[Source material Boundary: Start]

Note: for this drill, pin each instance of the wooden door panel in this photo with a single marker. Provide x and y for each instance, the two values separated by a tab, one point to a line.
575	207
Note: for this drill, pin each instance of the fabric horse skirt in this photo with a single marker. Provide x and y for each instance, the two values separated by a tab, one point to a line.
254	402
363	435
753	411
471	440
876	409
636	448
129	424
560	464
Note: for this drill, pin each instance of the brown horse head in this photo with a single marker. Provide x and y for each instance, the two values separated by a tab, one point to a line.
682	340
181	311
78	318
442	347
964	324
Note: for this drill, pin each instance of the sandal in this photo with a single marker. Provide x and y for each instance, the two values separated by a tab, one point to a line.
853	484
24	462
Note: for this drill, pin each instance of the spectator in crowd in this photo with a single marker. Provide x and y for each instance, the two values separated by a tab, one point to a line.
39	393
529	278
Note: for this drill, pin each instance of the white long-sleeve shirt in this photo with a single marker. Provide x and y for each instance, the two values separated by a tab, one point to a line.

[Source material Boundary: End]

Activity: Your task is to transcribe all of the entries word for word.

Result of the exercise:
Note: for this drill, pin each instance of the wooden door panel in this photo with a single marker. Provide x and y for each instance, the two values separated by a tab, one point to a line.
575	207
Note: for this drill, pin each instance of the fabric horse skirt in this photo with a single marker. Provide x and y for each instance, the two values separated by a tab, one point to a line.
254	402
363	435
753	411
471	440
876	409
636	448
129	424
560	464
Note: for this drill, pin each instance of the brown horse head in this photo with a single marker. Provide x and y for each instance, the two values separated by a tab, one point to a line.
682	340
181	311
78	318
442	347
964	324
Note: for this drill, pin each instance of the sandal in this photo with a single marker. Provide x and y for each instance, the two values separated by a tab, one point to a line.
853	484
24	462
Note: for this drill, pin each instance of the spectator in crowd in this photo with a single marker. Provide x and y for each instance, the two values separated by a tab, one point to a line.
39	393
529	278
Note: for this drill, pin each instance of the white long-sleeve shirt in this photo with a single marker. Provide x and y for each instance, the two values separated by a tab, one point to a line.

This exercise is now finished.